-- Start of Listing --

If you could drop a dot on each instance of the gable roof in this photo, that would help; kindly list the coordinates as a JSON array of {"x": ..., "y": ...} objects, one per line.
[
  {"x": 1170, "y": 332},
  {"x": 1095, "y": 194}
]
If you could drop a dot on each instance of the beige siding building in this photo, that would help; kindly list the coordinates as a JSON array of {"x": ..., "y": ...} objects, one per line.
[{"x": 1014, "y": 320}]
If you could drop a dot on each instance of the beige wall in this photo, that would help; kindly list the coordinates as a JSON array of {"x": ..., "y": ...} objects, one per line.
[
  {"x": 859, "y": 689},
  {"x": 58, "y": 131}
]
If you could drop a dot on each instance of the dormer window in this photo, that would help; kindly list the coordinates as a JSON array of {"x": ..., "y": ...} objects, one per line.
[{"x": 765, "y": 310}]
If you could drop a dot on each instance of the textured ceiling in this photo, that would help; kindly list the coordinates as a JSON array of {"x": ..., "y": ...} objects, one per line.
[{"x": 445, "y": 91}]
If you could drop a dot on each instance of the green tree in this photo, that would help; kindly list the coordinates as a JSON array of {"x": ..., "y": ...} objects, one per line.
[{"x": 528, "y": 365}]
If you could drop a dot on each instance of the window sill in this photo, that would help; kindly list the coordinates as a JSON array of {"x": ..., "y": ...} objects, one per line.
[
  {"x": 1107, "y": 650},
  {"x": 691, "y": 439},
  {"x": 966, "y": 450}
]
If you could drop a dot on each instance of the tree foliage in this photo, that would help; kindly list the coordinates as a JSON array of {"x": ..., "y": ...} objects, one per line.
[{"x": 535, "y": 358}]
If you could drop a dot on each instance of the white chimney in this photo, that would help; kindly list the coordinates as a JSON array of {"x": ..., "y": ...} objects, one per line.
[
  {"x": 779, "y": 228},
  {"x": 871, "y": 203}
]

-- End of Listing --

> _Stated problem_: Every entry should be printed again exactly as it stands.

> _Reply to the task_:
If you could drop a dot on each instance of the gable roof in this photo, that would help; kindly list the coordinates as a JSON array of {"x": ..., "y": ...} objects, one per line.
[
  {"x": 1170, "y": 332},
  {"x": 1095, "y": 194}
]
If you could drop a dot on each instance of the beige siding building in this photo, that would help; kindly list the coordinates as a JSON array of {"x": ..., "y": ...} objects, one per line.
[{"x": 1014, "y": 320}]
If you could drop a dot on each instance of the beige wall in this photo, that would help; kindly list the coordinates as a JSON array of {"x": ..., "y": ...} objects, one per line.
[
  {"x": 859, "y": 689},
  {"x": 58, "y": 131}
]
If you could drop a dot on each instance of the dormer window in this photo, that would help; kindly list the coordinates as a JSON array of {"x": ..., "y": ...} objects, one per line.
[{"x": 765, "y": 310}]
If you could drop a dot on each instance of the textured ceiling in this photo, that would help; kindly list the coordinates as a JSON array of {"x": ..., "y": ...} objects, one per line.
[{"x": 445, "y": 91}]
If you could drop a dot on each instance of the green tree in this photo, that would help; kindly list the coordinates as a JSON array of {"x": ..., "y": ...} objects, one per line.
[{"x": 528, "y": 365}]
If you could drop a dot on each instance of the window sill in this photo, that would help; kindly list the coordinates as a JSON array of {"x": ..., "y": ...} objects, one per line.
[
  {"x": 1107, "y": 650},
  {"x": 691, "y": 439},
  {"x": 966, "y": 450}
]
If you could drop a dot on each instance of the tree foliage in this photo, that would help; kindly list the coordinates as a JSON array of {"x": ..., "y": ...} objects, one per line.
[{"x": 535, "y": 358}]
If you could drop a dot on each instance of the white chimney in this photo, that would help; kindly list the coordinates as a JSON array of {"x": ..., "y": ...} objects, one per line.
[
  {"x": 779, "y": 228},
  {"x": 871, "y": 203}
]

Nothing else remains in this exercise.